--- Records provided ---
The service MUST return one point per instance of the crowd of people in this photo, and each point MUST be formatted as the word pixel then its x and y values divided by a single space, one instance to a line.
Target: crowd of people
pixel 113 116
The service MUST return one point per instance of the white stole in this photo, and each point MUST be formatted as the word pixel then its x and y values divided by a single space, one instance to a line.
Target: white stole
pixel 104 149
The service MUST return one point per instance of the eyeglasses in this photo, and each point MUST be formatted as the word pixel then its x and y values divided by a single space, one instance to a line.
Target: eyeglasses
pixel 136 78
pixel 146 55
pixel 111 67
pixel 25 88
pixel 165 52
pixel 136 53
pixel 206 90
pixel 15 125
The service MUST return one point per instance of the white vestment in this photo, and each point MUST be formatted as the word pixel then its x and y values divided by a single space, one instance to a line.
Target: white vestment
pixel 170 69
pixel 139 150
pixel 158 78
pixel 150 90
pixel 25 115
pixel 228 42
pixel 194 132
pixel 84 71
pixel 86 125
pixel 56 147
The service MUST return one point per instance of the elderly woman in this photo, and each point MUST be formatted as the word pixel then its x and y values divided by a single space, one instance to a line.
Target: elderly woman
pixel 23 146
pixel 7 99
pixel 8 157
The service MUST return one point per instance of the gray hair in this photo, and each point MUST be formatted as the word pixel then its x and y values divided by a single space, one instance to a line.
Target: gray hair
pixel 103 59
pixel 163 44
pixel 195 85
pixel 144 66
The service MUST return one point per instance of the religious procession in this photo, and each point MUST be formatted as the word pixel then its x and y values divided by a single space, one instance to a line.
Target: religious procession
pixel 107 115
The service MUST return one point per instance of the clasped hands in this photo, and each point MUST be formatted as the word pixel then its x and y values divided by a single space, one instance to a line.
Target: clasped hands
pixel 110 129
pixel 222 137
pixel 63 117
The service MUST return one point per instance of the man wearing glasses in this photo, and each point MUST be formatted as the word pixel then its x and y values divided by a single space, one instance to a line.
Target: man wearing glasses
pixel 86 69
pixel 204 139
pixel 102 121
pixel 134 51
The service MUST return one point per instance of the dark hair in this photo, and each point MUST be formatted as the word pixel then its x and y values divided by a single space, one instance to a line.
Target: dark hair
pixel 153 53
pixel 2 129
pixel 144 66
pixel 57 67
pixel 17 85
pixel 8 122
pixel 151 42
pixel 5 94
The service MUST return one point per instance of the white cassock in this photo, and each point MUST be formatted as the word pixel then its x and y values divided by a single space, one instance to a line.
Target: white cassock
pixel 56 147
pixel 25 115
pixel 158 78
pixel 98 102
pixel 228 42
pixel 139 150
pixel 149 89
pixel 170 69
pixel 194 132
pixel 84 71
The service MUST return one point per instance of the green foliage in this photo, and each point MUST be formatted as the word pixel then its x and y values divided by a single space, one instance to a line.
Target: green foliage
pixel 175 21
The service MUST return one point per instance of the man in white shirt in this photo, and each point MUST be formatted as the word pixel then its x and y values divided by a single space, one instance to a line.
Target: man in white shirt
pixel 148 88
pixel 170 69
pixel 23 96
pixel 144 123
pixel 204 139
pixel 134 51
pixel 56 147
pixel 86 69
---
--- Records provided ---
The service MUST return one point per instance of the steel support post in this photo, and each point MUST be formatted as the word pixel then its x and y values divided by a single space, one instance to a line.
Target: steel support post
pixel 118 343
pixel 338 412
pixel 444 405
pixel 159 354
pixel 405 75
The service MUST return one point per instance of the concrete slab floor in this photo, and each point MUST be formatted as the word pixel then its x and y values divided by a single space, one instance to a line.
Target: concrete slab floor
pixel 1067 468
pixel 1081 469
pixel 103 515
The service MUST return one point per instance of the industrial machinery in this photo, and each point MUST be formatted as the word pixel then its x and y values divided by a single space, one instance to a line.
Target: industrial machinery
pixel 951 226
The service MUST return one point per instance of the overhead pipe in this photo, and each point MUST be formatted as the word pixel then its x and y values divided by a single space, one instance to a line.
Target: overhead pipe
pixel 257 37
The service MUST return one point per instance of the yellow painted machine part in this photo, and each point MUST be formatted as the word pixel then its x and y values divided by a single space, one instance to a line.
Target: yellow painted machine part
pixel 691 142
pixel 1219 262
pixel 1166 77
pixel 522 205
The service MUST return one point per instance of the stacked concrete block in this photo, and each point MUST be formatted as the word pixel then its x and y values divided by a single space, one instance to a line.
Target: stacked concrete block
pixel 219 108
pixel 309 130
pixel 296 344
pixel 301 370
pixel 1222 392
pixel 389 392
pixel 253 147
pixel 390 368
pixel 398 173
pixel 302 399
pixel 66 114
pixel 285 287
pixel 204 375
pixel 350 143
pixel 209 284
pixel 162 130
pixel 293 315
---
Your goal
Report each line of the material above that contains the string "hair", treating uppercase and lowercase as distinct.

The output
The service MUST return one point per instance of the gray hair in this photo, and each point MUST be formatted as the word pixel then its x and y values divided by a single space, one instance to a line.
Target: gray hair
The service MUST return one point per instance of the dark hair in this photo, and each point MUST be formatted as the word pixel then its x and y values divided by a single space, one instance to a line.
Target: dark hair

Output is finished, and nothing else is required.